* _What you should do_
All of the data below should be written out exactly.

* _Supplied data_
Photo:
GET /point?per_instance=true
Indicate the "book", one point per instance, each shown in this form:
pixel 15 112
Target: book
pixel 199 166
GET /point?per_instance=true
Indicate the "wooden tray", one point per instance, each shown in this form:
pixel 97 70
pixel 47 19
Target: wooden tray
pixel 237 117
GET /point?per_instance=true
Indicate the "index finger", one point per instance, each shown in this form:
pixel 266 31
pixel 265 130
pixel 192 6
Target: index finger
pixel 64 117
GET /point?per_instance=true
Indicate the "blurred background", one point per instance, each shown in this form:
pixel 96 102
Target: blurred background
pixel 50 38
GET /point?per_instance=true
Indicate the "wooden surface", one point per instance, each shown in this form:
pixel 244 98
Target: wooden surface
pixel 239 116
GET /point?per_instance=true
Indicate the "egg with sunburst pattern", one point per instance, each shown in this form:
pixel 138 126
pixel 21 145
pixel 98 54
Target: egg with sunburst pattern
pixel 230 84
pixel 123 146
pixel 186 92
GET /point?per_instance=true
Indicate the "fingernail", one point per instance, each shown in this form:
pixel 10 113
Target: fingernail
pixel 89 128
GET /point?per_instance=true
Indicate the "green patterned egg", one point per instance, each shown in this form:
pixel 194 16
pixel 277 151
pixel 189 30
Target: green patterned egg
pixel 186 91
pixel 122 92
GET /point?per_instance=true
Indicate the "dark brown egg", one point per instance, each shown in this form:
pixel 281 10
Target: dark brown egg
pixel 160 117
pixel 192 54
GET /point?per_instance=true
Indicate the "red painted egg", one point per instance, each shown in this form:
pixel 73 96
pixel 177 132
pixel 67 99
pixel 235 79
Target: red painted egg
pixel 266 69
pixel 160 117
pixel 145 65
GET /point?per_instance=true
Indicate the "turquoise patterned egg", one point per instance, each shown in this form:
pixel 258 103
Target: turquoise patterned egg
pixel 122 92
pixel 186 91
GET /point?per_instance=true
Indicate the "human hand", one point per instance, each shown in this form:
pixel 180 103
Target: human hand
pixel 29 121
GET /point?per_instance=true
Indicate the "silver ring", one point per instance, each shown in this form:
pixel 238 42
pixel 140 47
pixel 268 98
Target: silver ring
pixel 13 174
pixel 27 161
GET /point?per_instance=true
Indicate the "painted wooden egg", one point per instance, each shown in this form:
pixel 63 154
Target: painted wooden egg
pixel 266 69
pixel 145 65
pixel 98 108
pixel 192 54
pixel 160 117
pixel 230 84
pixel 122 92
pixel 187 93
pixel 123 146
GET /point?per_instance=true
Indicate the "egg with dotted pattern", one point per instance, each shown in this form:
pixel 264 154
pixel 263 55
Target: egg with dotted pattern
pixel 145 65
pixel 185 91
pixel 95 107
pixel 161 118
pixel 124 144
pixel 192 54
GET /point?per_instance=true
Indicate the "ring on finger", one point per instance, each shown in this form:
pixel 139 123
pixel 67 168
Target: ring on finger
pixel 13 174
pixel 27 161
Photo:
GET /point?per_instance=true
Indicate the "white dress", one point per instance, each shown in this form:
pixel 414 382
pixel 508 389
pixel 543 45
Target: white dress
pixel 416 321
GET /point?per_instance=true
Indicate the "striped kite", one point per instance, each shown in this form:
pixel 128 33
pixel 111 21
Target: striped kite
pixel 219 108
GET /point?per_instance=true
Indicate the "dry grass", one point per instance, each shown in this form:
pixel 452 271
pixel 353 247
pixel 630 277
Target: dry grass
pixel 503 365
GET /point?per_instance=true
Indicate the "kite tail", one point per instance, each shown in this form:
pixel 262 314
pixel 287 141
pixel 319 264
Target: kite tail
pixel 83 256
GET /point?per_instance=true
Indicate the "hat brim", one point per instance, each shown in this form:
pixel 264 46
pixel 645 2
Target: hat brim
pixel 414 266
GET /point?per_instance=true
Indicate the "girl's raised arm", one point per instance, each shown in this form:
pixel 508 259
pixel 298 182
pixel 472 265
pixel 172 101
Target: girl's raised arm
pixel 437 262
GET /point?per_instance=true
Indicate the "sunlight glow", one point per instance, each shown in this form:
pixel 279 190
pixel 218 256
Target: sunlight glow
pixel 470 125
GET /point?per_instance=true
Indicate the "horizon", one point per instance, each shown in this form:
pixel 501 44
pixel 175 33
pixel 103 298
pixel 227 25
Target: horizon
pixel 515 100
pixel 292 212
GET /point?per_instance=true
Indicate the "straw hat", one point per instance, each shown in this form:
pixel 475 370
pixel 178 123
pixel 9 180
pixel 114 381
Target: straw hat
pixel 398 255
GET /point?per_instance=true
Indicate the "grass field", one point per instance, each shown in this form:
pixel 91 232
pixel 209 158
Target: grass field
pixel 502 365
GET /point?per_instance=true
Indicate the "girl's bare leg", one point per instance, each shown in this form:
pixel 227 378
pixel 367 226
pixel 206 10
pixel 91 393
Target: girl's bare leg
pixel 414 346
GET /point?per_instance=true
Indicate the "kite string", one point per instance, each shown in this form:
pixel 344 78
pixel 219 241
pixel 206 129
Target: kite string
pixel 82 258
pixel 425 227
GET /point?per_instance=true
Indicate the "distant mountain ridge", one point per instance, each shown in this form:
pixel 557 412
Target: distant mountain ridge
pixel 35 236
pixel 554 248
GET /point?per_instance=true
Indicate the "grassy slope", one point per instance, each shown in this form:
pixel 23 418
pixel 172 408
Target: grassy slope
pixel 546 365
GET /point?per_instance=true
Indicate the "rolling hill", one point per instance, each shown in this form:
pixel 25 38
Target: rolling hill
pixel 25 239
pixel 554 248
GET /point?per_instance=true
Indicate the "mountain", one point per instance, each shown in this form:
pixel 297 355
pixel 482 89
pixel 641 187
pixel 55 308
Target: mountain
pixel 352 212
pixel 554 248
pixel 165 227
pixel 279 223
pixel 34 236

* _Task response_
Photo:
GET /point?per_instance=true
Indicate the "book", one point per instance, each shown in this form:
pixel 15 112
Target: book
pixel 199 166
GET /point?per_instance=true
Indicate the "wooden tray", one point per instance, each shown in this form:
pixel 97 70
pixel 47 19
Target: wooden tray
pixel 237 117
GET /point?per_instance=true
Indicate the "index finger", one point per instance, each shown in this form:
pixel 266 31
pixel 265 130
pixel 192 6
Target: index finger
pixel 64 117
GET /point?per_instance=true
Indicate the "blurred background", one point per instance, each shown in this form:
pixel 96 102
Target: blurred background
pixel 50 38
GET /point?per_instance=true
Indicate the "wooden surface", one point per instance, each shown in this form:
pixel 244 98
Target: wooden surface
pixel 239 116
GET /point?per_instance=true
Indicate the "egg with sunburst pattern", one point per instance, each shown in this form:
pixel 138 126
pixel 21 145
pixel 98 54
Target: egg with sunburst pattern
pixel 230 84
pixel 123 146
pixel 186 92
GET /point?per_instance=true
Indicate the "fingernail", one point per instance, each shown in this form:
pixel 10 113
Target: fingernail
pixel 89 128
GET /point?per_instance=true
Indicate the "green patterned egg", one point per instance, each shown in this form:
pixel 194 16
pixel 277 151
pixel 189 30
Target: green patterned egg
pixel 186 91
pixel 122 92
GET /point?per_instance=true
Indicate the "dark brown egg", one point per instance, each shown in this form:
pixel 281 10
Target: dark brown egg
pixel 160 117
pixel 192 54
GET /point?per_instance=true
Indicate the "red painted egg", one point per instance, each shown in this form:
pixel 73 96
pixel 177 132
pixel 67 99
pixel 235 79
Target: red painted egg
pixel 266 69
pixel 160 117
pixel 145 65
GET /point?per_instance=true
Indicate the "turquoise patterned egg", one point per instance, each shown in this form:
pixel 258 103
Target: turquoise patterned egg
pixel 122 92
pixel 186 91
GET /point?per_instance=true
Indicate the "human hand", one point per instance, each shown in this form:
pixel 180 103
Target: human hand
pixel 29 121
GET /point?per_instance=true
Indicate the "silver ring", one point per instance, each shown in this form:
pixel 238 42
pixel 140 47
pixel 268 98
Target: silver ring
pixel 13 174
pixel 27 161
GET /point?per_instance=true
Indicate the "painted wooden egg", one point per instance, each shown in this form:
pixel 63 154
Target: painted wooden egg
pixel 266 69
pixel 145 65
pixel 98 108
pixel 192 54
pixel 160 117
pixel 230 84
pixel 122 92
pixel 187 93
pixel 123 146
GET /point?per_instance=true
Indicate the "egg with dotted pattern", one point per instance, each shown in this form:
pixel 264 154
pixel 263 55
Target: egg with dotted pattern
pixel 145 65
pixel 185 91
pixel 95 107
pixel 161 118
pixel 124 144
pixel 192 54
GET /point?per_instance=true
Indicate the "ring on finger", one point per instance, each shown in this form:
pixel 139 123
pixel 67 168
Target: ring on finger
pixel 13 174
pixel 27 161
Photo:
GET /point?per_instance=true
Indicate the "white dress", one point per instance, each shown in this form:
pixel 414 382
pixel 508 389
pixel 543 45
Target: white dress
pixel 416 321
GET /point?per_instance=true
Indicate the "striped kite", one point per instance, each shown in this form:
pixel 128 33
pixel 111 21
Target: striped kite
pixel 219 108
GET /point?per_instance=true
Indicate the "dry grass", one point per instance, each shown in this form:
pixel 452 271
pixel 353 247
pixel 630 277
Target: dry grass
pixel 503 365
GET /point?per_instance=true
Indicate the "kite tail", one point per instance, each shown in this form:
pixel 262 314
pixel 287 141
pixel 319 264
Target: kite tail
pixel 83 256
GET /point?per_instance=true
Indicate the "hat brim", one point per instance, each shown in this form:
pixel 264 46
pixel 645 2
Target: hat brim
pixel 414 266
GET /point?per_instance=true
Indicate the "girl's raised arm", one point per instance, each shown in this form:
pixel 508 259
pixel 298 182
pixel 472 265
pixel 172 101
Target: girl's raised arm
pixel 437 262
GET /point?per_instance=true
Indicate the "sunlight glow", one point per instance, each shown in this form:
pixel 279 190
pixel 218 256
Target: sunlight glow
pixel 470 125
GET /point?per_instance=true
Indicate the "horizon", one point per instance, each shown in this form:
pixel 501 44
pixel 175 33
pixel 103 298
pixel 227 25
Target: horizon
pixel 515 100
pixel 292 212
GET /point?per_instance=true
Indicate the "straw hat", one point per instance, each shown in this form:
pixel 475 370
pixel 178 123
pixel 9 180
pixel 114 381
Target: straw hat
pixel 398 255
GET /point?per_instance=true
Indicate the "grass field", one point per instance, each shown in this form:
pixel 91 232
pixel 209 158
Target: grass field
pixel 502 365
GET /point?per_instance=true
Indicate the "girl's bare leg", one point per instance, each shown in this form:
pixel 227 378
pixel 367 226
pixel 206 10
pixel 91 393
Target: girl's bare leg
pixel 414 346
GET /point?per_instance=true
Indicate the "kite string", one point per instance, each shown in this form:
pixel 344 78
pixel 219 241
pixel 206 129
Target: kite string
pixel 82 258
pixel 425 227
GET /point?per_instance=true
Indicate the "distant mountain ridge", one point per instance, each shown in this form:
pixel 557 412
Target: distant mountain ridge
pixel 35 236
pixel 554 248
GET /point?per_instance=true
Indicate the "grassy slope", one point per instance, each shown in this form:
pixel 23 418
pixel 172 408
Target: grassy slope
pixel 546 365
GET /point?per_instance=true
Indicate the "rolling hill", one point per instance, each shown in this form:
pixel 25 38
Target: rolling hill
pixel 25 239
pixel 554 248
GET /point?per_instance=true
Indicate the "mountain", one point per instance, each shown in this form:
pixel 297 355
pixel 482 89
pixel 641 187
pixel 55 308
Target: mountain
pixel 352 212
pixel 554 248
pixel 165 227
pixel 279 223
pixel 34 236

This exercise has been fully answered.